- [EXERCISE GOAL] Write the next part of the jit.catch~ tutorial excerpt below, picking up after its last sentence.

- [PROVIDED PASSAGE]

-- start --

In Tutorial 27: Using MSP Audio in a Jitter Matrix we learned how to use the jit.poke~ object to copy an MSP audio signal sample-by-sample into a Jitter matrix. This tutorial introduces jit.catch~, another object that moves data from the signal to the matrix domain. We'll see how to use the jit.graph objects to visualize audio and other one-dimensional data, and how jit.catch~ can be used in a frame-based analysis context. We'll also meet the jit.release~ object, which moves data from matrices to the signal domain, and see how we can use Jitter objects to process and synthesize sound.

The patch is divided into several smaller subpatches. In the upper left the audio patcher contains a network labeled Sine wave madness where some cycle~ objects modulate each other. Playback of an audio file is also possible through the sfplay~ object in the upper-right hand corner of the subpatch.

Inside the Audio patcher.

Basic Viz

• Click the message box labeled dsp start to begin processing audio vectors.
• Open the patcher named basic visualization. Click on the toggle box connected to the qmetro object.
Capturing and outputting the audio signals as Jitter matrices.

In the basic visualization patcher the two signals from the audio patcher are input into a jit.catch~ object. The basic function of the jit.catch~ object is to move signal data into the domain of Jitter matrices. The object supports the synchronous capture of multiple signals; the object's first argument sets the number of signal inputs; a separate inlet is created for each. The data from different signals is multiplexed into different planes of a float32 Jitter matrix. In the example in this subpatch, two signals are being captured. As a result, our output matrices will have two planes.

The jit.catch~ object can operate in several different ways, according to the mode attribute. When the mode attribute is set to 0, the object simply outputs all the signal data that has been collected since the last bang was received. For example, if 1024 samples have been received since the last time the object received a bang, a one-dimensional 1024 cell float32 matrix would be output.

-- end --

- [PROVIDED INFORMATION]
-- start --

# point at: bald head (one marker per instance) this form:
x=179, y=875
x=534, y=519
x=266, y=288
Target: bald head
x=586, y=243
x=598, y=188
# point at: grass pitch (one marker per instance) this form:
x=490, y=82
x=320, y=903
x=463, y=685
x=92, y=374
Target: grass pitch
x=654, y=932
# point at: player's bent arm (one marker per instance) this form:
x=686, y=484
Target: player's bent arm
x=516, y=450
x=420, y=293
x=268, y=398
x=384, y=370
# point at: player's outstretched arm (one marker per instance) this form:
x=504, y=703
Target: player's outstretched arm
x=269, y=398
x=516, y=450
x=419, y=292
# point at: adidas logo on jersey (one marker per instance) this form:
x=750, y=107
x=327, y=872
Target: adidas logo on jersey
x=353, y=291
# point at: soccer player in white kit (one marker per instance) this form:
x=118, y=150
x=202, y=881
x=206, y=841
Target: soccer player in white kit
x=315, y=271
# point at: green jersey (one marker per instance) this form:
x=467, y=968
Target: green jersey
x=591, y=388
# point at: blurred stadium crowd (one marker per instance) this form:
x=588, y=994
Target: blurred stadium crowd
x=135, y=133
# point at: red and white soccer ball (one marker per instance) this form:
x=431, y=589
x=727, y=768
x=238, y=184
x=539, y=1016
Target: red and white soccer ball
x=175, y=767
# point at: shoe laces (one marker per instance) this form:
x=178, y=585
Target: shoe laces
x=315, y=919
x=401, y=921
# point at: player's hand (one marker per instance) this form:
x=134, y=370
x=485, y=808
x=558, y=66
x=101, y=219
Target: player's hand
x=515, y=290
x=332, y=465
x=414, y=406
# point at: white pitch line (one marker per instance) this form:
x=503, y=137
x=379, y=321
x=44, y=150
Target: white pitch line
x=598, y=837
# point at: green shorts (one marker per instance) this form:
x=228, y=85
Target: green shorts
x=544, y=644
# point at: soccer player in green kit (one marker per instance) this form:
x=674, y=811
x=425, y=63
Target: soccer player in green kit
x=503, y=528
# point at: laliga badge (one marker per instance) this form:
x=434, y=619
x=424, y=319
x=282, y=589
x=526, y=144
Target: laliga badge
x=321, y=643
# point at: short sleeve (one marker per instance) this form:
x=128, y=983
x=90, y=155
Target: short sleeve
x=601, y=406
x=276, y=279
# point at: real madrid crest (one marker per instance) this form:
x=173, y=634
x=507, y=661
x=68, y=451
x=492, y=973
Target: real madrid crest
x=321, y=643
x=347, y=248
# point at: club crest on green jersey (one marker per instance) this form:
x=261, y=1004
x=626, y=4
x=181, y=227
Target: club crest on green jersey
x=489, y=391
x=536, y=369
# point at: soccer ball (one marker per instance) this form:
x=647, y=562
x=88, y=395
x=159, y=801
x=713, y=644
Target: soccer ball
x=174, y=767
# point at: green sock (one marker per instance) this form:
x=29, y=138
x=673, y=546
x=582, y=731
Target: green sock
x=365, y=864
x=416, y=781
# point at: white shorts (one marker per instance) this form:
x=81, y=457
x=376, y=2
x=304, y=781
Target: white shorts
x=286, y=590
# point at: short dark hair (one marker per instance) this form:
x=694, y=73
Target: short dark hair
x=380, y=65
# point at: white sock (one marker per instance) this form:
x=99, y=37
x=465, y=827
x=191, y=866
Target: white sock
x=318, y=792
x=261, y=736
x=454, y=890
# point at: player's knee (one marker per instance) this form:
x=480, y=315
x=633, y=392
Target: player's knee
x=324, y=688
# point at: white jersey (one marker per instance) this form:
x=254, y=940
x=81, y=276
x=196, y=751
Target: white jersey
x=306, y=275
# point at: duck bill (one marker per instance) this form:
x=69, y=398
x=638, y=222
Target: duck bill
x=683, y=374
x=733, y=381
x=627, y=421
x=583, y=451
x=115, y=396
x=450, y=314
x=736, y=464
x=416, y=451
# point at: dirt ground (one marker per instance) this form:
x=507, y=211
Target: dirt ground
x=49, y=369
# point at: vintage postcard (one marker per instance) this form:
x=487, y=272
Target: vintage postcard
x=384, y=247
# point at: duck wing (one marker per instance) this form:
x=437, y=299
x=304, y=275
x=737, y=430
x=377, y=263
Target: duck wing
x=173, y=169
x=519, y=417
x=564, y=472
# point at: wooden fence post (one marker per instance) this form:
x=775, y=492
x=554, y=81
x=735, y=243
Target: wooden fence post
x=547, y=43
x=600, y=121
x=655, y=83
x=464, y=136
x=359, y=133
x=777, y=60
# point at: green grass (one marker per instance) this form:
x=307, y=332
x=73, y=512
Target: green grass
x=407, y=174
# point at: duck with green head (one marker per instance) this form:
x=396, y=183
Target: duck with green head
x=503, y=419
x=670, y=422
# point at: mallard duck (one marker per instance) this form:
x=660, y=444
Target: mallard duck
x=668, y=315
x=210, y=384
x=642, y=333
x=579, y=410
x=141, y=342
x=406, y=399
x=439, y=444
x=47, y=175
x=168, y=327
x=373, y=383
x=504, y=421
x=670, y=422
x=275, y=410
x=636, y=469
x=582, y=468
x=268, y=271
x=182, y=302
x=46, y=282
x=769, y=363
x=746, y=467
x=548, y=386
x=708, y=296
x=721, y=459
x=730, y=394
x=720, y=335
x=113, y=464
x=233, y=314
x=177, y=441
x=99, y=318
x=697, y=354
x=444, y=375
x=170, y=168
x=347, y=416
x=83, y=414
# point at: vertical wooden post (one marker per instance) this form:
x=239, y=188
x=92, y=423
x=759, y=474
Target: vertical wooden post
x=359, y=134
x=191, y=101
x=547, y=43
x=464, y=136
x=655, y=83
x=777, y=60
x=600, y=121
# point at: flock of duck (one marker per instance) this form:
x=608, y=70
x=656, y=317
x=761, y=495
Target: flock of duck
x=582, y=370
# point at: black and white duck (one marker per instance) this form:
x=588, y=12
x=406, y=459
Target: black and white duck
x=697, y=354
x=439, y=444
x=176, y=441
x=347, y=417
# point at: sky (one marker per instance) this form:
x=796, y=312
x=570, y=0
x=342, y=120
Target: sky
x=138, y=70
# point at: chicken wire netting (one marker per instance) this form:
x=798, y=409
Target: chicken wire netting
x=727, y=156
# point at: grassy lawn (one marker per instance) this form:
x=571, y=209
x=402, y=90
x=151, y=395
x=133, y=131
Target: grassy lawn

-- end --

- [SOLVED PROBLEM]
The object's mode 1 causes jit.catch~ to output whatever fits in a multiple of a fixed frame size, the length of which can be set with the framesize attribute. The data is arranged in a two dimensional matrix with a width equal to the framesize. For instance, if the framesize were 100 and the same 1024 samples were internally cached waiting to be output, in mode 1 a bang would cause a 100x10 matrix to be output, and the 24 remaining samples would stay in the cache until the next bang. These 24 samples would be at the beginning of the next output frame as more signal data is received.

When working in mode 2, the object outputs the most recent data of framesize length. Using the example above (with a framesize of 100 and 1024 samples captured since our last output), in mode 2 our jit.catch~ object would output the last 100 samples received.

In our basic visualization subpatch, our jit.catch~ object is set to use mode 3, which causes it to act similarly to an oscilloscope in trigger mode. The object monitors the input data for values that cross a threshold value set by the trigthresh attribute. This mode is most useful when looking at periodic waveforms, as we are in this example.

Note that mode 0 and mode 1 of the jit.catch~ object attempt to output every signal value received exactly once, whereas mode 2 and mode 3 do not. Furthermore, the matrices output in mode 0 and mode 1 will be variable in size, whereas those output in mode 2 and mode 3 will always have the same dimensionality. For all modes, the jit.catch~ object must maintain a pool of memory to hold the received signal values while they are waiting to be output. By default the object will cache 100 milliseconds of data, but this size can be increased by sending the object a bufsize message with an argument of the desired number of milliseconds. In mode 0 and mode 1, when more data is input than can be internally stored, the next bang will not output a matrix but instead will cause a buffer overrun message to be output from the dump (right-hand) outlet of the object.

Our basic visualization of the audio data.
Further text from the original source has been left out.